TASK TO CARRY OUT
Rewrite the rows from the line holding "Note: for this drill we locate the street lamp" through the end of the rows, inclusive, leaving each request unchanged and raising every number in the point coordinates by 112.

DATASET

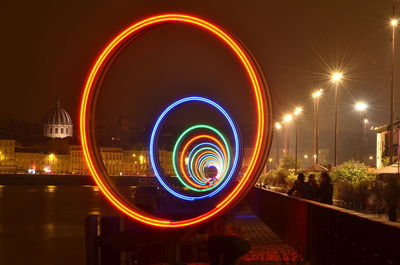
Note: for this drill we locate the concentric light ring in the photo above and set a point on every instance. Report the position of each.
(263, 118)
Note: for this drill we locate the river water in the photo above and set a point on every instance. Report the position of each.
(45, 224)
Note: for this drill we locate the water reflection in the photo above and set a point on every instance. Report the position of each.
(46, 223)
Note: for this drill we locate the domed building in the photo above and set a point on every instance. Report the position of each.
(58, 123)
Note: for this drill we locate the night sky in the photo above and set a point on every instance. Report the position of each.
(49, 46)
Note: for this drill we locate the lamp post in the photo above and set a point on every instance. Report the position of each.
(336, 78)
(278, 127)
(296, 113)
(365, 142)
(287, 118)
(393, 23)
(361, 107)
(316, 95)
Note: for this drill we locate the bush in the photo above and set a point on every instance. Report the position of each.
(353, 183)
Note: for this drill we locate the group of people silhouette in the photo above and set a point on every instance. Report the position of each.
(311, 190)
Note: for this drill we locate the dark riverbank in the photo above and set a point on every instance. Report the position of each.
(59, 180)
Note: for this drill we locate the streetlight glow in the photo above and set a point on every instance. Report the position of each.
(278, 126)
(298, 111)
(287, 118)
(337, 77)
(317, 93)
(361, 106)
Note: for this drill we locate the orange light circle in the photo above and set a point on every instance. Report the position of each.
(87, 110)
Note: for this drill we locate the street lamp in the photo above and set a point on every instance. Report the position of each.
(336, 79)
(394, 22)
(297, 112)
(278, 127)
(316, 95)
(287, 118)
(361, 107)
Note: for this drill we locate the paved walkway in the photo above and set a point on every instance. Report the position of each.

COMPLETE ANSWER
Note: for this drill we locate the street lamp in the photo above and set a point on every instance. Report the position of each.
(448, 191)
(506, 134)
(409, 224)
(390, 239)
(428, 207)
(399, 230)
(473, 219)
Note: for this drill we locate the paved walkway in the photo above and set a point on every instance. Report the position of each.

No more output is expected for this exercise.